◆ **GOAL**: Rewrite the records from the line with "Exercise. For every instance of the dark" up to and including the line with "<point>267,69</point>", requests and all, scaling every coordinate in the answers by 0.95 and rounding each to a whole number, with halves rounded up. Give back only those lines.

···

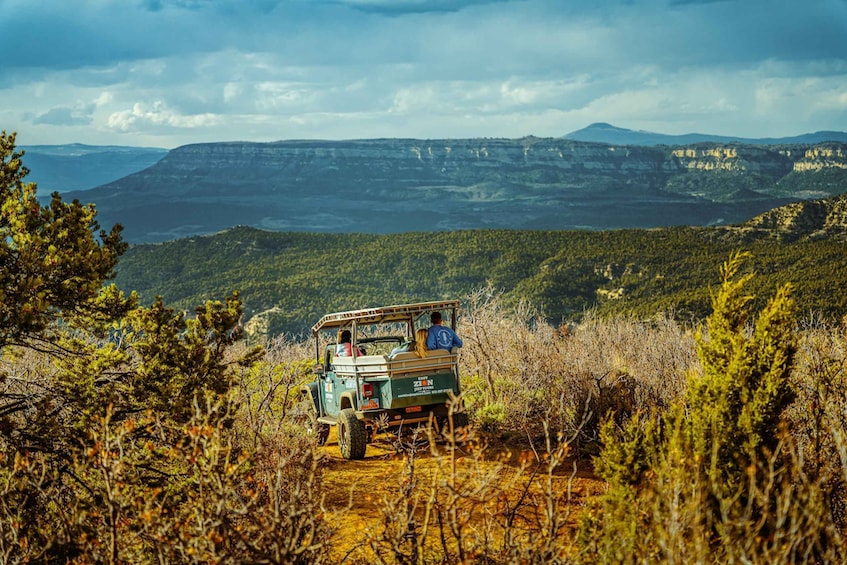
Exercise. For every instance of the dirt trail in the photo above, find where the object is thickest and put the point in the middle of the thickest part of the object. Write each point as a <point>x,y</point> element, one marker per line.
<point>357,491</point>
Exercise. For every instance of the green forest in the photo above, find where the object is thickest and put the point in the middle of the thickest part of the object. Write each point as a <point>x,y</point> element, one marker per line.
<point>564,273</point>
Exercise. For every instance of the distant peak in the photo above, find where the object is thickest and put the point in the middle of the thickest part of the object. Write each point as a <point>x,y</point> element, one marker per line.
<point>605,125</point>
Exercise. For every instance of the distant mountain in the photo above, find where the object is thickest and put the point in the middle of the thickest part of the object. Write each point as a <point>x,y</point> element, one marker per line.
<point>288,280</point>
<point>62,168</point>
<point>402,185</point>
<point>808,219</point>
<point>607,133</point>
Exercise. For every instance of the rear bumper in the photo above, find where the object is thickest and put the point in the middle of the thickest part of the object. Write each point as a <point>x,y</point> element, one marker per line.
<point>395,418</point>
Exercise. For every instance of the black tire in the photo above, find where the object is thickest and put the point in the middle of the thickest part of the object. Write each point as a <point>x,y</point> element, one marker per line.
<point>352,435</point>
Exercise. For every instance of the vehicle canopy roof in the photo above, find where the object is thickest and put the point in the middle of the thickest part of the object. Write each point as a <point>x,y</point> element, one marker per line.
<point>382,315</point>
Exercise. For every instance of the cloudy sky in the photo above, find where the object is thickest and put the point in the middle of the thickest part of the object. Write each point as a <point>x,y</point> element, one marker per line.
<point>165,73</point>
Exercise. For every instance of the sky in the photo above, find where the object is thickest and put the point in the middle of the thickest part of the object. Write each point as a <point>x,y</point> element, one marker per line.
<point>165,73</point>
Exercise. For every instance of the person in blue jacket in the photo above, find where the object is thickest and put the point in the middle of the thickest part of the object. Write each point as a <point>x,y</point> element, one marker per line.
<point>441,337</point>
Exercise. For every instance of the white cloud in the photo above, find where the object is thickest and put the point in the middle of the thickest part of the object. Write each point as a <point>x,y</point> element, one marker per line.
<point>169,72</point>
<point>142,117</point>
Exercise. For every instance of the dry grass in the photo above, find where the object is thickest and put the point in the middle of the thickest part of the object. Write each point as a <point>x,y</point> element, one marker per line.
<point>513,493</point>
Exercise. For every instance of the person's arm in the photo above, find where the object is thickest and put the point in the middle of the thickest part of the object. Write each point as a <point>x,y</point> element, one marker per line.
<point>457,341</point>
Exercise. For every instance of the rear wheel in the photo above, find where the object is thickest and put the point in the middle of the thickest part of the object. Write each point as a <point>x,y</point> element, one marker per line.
<point>352,435</point>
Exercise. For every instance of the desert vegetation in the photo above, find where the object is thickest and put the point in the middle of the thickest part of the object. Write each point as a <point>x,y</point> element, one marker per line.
<point>135,433</point>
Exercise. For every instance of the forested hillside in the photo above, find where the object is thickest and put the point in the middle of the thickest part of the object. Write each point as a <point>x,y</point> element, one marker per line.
<point>301,276</point>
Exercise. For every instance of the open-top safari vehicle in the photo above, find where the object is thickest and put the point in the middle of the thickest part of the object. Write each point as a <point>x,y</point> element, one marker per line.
<point>371,389</point>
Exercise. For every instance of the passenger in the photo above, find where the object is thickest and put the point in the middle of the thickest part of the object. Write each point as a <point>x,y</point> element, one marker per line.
<point>441,337</point>
<point>345,347</point>
<point>418,345</point>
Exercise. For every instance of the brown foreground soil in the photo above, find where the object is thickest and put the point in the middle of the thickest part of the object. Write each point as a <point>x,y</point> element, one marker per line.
<point>360,494</point>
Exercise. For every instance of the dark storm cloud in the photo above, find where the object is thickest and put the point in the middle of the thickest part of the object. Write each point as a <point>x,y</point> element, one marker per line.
<point>267,69</point>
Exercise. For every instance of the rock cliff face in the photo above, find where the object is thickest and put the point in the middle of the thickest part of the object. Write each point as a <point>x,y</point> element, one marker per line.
<point>397,185</point>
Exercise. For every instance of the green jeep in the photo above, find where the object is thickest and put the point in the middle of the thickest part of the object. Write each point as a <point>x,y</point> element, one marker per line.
<point>371,389</point>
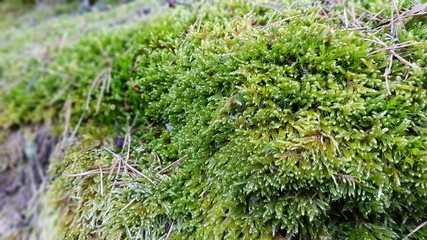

···

◆ **COMPLETE ANSWER**:
Exercise. For every instance of the dark storm cloud in the photo above, find where the object is thickest and put the point in the middle of the thickest part of the object. Write each point as a <point>x,y</point> element, one marker per line.
<point>254,66</point>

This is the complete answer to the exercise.